_Dostarczony materiał_:
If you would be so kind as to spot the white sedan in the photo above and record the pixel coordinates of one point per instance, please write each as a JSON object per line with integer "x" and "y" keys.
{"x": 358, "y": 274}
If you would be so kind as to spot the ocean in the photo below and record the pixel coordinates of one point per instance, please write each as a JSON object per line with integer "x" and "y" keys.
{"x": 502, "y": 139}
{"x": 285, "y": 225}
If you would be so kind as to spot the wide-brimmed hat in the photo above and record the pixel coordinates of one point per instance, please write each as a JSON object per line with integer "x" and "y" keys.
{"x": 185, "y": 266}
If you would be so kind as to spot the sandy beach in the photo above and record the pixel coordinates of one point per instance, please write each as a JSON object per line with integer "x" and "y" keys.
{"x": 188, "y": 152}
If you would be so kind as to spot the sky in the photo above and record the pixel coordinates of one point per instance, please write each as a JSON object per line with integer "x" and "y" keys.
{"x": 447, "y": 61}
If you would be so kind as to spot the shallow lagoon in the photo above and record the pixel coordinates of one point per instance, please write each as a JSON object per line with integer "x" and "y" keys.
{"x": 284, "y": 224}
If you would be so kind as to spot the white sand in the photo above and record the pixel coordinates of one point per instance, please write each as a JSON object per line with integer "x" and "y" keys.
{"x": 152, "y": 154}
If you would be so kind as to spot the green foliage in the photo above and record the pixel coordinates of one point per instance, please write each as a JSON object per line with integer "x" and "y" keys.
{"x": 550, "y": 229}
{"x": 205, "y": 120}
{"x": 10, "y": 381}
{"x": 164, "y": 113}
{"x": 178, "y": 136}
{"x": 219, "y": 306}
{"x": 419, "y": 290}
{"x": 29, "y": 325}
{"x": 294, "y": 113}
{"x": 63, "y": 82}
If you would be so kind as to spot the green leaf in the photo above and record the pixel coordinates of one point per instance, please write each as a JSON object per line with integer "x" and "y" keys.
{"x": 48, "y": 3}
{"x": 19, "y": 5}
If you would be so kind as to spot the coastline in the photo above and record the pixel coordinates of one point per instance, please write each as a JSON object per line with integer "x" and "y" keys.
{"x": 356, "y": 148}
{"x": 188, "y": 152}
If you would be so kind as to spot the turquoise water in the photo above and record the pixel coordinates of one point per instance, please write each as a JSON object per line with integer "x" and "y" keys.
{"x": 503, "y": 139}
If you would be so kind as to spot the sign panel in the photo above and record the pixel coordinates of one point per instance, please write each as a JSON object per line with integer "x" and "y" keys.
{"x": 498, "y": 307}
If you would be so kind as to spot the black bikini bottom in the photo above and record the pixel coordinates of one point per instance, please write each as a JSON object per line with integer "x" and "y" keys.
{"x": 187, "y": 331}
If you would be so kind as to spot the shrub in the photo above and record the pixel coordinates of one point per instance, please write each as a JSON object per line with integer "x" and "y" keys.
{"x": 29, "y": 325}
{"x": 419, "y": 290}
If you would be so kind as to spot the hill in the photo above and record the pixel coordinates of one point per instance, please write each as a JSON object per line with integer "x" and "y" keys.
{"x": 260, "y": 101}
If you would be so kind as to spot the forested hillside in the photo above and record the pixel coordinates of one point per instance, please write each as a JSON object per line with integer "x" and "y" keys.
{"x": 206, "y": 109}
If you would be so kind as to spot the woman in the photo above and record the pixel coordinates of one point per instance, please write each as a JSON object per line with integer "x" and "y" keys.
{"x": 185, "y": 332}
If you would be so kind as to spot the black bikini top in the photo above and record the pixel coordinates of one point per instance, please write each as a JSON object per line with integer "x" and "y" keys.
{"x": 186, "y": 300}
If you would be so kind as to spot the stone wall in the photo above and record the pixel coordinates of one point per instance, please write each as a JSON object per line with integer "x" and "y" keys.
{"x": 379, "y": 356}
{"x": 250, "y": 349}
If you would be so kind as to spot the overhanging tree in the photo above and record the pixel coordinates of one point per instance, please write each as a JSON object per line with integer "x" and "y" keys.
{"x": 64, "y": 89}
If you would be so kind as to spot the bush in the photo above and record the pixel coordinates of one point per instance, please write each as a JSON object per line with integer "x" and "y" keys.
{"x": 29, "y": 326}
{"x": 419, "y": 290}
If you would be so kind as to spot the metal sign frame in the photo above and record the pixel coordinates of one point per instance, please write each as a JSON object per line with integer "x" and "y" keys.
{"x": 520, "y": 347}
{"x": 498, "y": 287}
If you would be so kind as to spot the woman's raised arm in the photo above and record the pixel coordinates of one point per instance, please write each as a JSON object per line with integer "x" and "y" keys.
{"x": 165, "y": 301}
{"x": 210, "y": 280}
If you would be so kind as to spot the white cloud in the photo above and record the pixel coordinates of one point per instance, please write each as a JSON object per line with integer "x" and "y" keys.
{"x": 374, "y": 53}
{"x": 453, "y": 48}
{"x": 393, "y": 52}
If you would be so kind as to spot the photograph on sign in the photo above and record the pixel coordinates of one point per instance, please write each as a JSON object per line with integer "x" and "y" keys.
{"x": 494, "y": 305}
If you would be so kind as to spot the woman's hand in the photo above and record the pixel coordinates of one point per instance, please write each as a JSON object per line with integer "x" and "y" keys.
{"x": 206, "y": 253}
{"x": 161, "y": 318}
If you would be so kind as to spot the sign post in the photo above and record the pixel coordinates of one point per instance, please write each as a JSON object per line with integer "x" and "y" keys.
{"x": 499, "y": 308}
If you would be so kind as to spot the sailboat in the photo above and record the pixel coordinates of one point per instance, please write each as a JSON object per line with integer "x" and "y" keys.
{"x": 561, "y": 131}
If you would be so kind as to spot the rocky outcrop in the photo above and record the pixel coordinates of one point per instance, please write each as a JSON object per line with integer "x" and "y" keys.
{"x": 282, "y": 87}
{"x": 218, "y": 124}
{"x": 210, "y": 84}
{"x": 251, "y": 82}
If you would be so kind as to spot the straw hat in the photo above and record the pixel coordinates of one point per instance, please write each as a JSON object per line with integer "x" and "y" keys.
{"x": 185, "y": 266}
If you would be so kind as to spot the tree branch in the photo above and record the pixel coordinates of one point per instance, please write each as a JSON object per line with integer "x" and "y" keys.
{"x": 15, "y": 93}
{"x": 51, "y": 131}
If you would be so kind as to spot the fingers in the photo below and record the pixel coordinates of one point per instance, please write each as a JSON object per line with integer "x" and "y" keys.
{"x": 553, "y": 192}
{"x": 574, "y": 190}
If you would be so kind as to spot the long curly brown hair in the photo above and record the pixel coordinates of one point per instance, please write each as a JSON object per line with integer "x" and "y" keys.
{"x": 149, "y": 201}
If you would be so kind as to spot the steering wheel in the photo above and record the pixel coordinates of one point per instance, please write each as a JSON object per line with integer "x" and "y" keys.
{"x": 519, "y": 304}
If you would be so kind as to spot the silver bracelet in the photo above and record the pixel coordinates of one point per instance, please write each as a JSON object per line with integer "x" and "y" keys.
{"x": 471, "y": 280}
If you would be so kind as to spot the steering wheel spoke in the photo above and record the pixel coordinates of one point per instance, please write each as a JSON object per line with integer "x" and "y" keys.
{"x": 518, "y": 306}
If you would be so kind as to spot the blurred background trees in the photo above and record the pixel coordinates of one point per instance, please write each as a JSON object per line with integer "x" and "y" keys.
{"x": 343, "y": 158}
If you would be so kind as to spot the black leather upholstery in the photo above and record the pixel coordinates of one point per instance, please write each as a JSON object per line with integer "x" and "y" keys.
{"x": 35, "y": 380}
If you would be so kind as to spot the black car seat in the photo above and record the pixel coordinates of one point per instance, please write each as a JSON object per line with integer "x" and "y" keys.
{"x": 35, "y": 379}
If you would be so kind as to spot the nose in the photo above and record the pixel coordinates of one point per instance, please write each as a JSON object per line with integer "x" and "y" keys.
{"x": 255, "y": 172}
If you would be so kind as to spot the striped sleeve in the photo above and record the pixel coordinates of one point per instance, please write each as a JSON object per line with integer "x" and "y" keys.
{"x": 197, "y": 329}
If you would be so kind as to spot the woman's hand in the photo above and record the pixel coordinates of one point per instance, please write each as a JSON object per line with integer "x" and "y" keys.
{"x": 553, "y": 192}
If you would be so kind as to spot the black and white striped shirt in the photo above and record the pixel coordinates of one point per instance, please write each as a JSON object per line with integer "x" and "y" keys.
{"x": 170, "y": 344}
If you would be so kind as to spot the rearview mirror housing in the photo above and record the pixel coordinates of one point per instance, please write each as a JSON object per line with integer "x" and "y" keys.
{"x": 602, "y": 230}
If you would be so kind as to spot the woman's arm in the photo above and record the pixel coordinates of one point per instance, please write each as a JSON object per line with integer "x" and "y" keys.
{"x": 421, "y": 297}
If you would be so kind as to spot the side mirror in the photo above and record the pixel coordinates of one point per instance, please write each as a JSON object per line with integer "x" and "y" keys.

_Treść polecenia_: Przepisz fragment rekordów, który zaczyna się od wiersza zawierającego „If you would be so kind as to spot the striped”, a kończy się wraz z końcem rekordów, jako listę JSON napisów, po jednym na każdy wiersz, z pominięciem pustych wierszy. Uwzględnij oba skrajne wiersze.

_Odpowiedź_:
[
  "If you would be so kind as to spot the striped sleeve in the photo above and record the pixel coordinates of one point per instance, please write each as a JSON object per line with integer \"x\" and \"y\" keys.",
  "{\"x\": 197, \"y\": 329}",
  "If you would be so kind as to spot the woman's hand in the photo above and record the pixel coordinates of one point per instance, please write each as a JSON object per line with integer \"x\" and \"y\" keys.",
  "{\"x\": 553, \"y\": 192}",
  "If you would be so kind as to spot the black and white striped shirt in the photo above and record the pixel coordinates of one point per instance, please write each as a JSON object per line with integer \"x\" and \"y\" keys.",
  "{\"x\": 170, \"y\": 344}",
  "If you would be so kind as to spot the rearview mirror housing in the photo above and record the pixel coordinates of one point per instance, please write each as a JSON object per line with integer \"x\" and \"y\" keys.",
  "{\"x\": 602, \"y\": 230}",
  "If you would be so kind as to spot the woman's arm in the photo above and record the pixel coordinates of one point per instance, please write each as a JSON object per line with integer \"x\" and \"y\" keys.",
  "{\"x\": 421, \"y\": 297}",
  "If you would be so kind as to spot the side mirror in the photo above and record the pixel coordinates of one point per instance, please write each as a JSON object per line with integer \"x\" and \"y\" keys."
]